▶ _GIVEN REQUEST_:
Copy every line of the records below that contains the string "green", keeping only lines with an exact case-sensitive match.

▶ _LISTED RECORDS_:
·····
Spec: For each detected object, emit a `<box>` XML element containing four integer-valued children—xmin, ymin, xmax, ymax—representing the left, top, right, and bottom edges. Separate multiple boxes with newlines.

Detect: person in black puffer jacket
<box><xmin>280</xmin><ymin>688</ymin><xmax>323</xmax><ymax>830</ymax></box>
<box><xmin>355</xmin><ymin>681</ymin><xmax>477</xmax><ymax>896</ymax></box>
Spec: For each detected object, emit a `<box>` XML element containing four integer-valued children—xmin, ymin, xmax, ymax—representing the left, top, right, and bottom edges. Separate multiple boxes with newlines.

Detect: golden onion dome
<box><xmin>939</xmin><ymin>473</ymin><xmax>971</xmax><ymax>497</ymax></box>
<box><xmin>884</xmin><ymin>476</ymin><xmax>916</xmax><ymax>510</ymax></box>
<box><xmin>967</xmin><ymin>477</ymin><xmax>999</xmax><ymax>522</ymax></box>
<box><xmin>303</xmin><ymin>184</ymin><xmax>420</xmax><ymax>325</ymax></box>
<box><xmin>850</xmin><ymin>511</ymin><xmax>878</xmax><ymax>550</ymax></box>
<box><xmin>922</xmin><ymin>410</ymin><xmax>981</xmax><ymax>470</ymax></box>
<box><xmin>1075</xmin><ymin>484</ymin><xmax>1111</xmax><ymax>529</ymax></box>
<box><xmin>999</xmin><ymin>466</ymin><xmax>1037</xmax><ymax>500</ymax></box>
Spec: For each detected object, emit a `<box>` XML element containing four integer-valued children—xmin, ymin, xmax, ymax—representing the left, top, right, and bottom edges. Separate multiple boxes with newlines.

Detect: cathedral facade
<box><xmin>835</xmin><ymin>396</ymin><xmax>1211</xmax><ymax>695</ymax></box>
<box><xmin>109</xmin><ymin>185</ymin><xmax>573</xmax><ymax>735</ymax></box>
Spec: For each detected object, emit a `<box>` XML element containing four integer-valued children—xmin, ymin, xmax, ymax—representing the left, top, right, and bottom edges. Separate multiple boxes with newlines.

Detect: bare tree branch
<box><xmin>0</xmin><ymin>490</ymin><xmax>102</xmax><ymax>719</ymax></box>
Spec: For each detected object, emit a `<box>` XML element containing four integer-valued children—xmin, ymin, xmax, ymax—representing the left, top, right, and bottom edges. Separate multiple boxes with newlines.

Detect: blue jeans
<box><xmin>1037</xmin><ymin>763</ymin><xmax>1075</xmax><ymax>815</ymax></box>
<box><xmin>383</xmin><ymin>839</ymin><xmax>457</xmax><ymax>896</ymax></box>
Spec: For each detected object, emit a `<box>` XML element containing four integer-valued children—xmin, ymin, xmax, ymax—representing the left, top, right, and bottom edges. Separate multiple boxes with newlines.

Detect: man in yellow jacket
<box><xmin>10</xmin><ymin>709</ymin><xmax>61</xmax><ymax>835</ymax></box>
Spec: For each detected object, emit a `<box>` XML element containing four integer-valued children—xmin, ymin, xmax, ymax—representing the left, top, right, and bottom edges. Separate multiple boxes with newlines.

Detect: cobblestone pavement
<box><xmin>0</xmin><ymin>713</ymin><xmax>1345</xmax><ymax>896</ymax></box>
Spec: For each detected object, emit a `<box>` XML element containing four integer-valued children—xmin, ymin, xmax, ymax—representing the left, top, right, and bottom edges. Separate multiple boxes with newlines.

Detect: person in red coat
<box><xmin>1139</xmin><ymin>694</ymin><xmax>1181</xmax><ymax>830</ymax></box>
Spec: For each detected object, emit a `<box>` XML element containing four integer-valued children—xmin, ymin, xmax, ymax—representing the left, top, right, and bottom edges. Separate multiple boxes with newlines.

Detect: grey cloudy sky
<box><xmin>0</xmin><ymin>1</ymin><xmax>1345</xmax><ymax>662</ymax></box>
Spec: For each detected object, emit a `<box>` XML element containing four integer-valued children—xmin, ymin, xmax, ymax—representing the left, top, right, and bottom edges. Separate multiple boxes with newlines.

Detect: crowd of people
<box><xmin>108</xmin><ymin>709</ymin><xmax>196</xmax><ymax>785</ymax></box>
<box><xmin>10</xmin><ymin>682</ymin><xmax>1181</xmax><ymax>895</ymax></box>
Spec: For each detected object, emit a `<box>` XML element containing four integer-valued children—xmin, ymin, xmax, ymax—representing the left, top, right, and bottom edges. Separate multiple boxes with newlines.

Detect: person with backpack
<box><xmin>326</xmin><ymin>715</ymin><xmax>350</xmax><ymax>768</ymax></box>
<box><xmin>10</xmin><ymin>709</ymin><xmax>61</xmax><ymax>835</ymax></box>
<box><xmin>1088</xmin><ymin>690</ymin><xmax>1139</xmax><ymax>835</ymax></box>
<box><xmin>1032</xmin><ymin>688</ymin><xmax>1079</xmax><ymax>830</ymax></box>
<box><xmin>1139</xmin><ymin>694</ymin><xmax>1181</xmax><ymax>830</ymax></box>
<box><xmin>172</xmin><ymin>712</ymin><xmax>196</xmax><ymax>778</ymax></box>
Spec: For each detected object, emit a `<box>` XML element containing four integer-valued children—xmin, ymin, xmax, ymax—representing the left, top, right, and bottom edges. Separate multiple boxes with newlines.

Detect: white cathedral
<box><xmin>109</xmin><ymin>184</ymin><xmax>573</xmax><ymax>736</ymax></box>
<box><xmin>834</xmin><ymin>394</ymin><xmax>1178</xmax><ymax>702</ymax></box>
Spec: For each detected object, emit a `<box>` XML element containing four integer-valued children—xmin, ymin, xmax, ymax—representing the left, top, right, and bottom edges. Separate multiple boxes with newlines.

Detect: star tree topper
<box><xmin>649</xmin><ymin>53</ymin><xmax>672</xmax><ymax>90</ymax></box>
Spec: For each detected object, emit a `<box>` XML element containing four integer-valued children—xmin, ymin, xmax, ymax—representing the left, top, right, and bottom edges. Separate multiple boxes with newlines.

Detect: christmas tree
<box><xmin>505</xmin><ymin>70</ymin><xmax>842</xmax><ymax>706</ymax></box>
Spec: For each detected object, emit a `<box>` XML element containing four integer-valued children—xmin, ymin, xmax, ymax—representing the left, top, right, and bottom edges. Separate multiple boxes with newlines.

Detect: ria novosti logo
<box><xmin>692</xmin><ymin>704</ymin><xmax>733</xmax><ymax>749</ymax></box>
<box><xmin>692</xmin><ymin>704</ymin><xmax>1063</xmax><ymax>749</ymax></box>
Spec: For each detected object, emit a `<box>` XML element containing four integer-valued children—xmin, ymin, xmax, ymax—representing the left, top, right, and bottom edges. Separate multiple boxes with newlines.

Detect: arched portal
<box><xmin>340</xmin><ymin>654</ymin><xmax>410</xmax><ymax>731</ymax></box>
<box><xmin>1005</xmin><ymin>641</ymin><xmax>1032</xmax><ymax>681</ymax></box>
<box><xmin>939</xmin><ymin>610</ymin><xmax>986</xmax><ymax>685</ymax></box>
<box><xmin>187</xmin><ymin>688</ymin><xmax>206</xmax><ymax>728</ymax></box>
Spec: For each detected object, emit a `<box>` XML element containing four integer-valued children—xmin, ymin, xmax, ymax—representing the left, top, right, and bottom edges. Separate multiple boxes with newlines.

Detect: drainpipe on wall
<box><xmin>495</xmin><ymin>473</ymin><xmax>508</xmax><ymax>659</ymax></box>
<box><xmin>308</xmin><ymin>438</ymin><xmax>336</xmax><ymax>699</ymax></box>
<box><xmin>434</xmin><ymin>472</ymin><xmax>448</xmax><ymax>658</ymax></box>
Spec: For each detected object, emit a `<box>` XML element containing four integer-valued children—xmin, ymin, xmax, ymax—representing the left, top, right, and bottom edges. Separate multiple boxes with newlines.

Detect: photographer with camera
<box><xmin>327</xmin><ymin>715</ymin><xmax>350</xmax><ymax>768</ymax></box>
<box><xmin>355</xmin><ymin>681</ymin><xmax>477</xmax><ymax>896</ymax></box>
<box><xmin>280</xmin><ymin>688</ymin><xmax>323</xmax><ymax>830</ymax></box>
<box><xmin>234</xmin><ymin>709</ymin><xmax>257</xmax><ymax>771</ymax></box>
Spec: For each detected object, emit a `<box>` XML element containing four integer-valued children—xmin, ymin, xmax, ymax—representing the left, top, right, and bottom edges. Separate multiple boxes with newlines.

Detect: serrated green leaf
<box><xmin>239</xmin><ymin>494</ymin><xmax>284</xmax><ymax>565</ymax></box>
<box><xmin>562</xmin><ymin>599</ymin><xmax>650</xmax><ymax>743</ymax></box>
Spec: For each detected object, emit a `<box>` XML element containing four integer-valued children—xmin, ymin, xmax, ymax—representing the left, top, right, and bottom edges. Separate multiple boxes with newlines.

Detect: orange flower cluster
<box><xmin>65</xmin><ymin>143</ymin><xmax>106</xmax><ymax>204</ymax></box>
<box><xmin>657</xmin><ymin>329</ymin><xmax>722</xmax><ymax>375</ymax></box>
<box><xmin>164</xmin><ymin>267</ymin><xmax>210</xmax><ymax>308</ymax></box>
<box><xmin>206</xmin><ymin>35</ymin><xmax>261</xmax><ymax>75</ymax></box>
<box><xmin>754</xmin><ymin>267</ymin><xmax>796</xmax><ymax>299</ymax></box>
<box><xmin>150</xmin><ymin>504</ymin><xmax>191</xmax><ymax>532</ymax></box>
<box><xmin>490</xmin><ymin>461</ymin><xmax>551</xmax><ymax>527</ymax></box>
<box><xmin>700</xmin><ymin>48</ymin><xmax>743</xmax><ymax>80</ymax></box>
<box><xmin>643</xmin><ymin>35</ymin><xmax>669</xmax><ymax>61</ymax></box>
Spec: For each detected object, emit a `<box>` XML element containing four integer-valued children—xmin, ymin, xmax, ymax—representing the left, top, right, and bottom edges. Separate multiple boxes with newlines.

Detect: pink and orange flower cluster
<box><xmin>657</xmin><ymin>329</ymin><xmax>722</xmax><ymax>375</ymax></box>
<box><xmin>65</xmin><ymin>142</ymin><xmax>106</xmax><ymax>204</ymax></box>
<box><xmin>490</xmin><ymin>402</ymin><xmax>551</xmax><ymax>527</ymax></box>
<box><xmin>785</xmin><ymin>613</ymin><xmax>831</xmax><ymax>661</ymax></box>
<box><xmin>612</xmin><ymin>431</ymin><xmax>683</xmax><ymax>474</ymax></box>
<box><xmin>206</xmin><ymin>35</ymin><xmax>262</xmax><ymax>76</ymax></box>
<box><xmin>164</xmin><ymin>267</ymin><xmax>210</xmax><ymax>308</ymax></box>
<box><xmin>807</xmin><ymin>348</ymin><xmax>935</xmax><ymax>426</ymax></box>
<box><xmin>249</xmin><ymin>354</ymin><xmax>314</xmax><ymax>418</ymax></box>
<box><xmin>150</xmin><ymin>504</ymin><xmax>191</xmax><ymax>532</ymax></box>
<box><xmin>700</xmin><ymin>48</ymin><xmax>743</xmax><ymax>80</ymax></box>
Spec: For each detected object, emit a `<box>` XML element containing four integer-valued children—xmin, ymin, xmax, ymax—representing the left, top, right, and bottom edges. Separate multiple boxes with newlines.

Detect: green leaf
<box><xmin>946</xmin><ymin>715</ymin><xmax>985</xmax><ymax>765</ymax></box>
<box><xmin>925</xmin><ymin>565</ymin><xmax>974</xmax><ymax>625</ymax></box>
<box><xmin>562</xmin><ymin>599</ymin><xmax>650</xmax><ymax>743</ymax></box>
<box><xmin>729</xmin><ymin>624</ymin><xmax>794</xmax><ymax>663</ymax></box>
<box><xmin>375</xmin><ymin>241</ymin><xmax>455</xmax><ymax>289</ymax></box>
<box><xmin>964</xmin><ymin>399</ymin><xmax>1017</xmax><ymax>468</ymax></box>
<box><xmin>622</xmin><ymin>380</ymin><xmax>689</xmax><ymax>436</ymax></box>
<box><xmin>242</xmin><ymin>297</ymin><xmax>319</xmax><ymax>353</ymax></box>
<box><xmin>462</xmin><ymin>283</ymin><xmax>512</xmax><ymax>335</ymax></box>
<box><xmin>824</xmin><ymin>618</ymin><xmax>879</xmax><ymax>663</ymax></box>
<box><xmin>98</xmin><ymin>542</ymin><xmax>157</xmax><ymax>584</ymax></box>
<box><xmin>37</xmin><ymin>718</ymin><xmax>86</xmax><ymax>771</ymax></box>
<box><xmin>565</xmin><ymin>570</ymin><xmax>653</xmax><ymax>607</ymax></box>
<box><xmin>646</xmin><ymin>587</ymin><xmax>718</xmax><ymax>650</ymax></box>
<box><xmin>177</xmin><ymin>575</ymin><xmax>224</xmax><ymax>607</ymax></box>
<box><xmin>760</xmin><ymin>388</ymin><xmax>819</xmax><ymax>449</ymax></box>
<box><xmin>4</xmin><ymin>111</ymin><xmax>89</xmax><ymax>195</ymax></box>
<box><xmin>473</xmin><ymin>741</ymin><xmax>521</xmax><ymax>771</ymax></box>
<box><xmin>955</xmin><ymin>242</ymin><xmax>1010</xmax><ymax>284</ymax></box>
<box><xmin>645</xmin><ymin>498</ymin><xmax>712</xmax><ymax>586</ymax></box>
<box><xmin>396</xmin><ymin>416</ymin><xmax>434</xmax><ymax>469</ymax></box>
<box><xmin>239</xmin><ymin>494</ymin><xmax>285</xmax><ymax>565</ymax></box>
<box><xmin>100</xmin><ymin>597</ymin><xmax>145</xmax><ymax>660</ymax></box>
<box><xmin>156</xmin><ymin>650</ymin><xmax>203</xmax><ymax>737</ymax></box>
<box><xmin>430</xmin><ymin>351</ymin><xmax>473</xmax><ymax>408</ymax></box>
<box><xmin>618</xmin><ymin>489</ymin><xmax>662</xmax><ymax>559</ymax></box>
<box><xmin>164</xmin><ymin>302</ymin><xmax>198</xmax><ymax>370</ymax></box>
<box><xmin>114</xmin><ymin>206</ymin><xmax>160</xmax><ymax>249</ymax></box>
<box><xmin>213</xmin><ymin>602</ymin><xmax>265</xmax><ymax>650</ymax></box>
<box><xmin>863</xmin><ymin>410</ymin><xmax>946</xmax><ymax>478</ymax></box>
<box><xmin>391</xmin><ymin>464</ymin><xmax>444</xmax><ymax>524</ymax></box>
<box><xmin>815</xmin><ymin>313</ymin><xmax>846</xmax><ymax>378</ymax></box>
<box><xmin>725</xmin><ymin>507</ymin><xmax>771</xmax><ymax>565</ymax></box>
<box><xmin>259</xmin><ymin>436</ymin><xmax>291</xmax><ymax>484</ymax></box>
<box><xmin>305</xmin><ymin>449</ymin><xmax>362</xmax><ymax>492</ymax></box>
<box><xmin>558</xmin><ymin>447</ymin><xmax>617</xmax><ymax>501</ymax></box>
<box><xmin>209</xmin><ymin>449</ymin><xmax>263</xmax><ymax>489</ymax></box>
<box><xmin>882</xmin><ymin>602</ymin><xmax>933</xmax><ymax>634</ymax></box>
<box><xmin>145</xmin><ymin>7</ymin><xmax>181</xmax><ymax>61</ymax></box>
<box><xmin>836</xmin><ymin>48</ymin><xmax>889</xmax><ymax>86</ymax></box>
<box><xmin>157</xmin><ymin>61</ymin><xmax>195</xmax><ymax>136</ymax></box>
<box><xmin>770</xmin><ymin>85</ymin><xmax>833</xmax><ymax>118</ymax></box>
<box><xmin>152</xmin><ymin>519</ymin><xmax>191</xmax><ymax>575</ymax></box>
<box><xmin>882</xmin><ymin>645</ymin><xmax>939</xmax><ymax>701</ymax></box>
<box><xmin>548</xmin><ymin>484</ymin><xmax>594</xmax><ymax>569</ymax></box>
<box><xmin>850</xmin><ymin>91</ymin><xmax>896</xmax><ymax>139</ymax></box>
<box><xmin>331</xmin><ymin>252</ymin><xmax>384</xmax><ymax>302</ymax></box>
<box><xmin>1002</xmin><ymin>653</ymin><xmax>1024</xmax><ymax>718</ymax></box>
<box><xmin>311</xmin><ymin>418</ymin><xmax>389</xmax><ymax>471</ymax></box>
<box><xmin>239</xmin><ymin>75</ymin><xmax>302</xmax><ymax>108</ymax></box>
·····
▶ _COMPLETE RESPONSE_:
Detect: serrated green leaf
Detect: green leaf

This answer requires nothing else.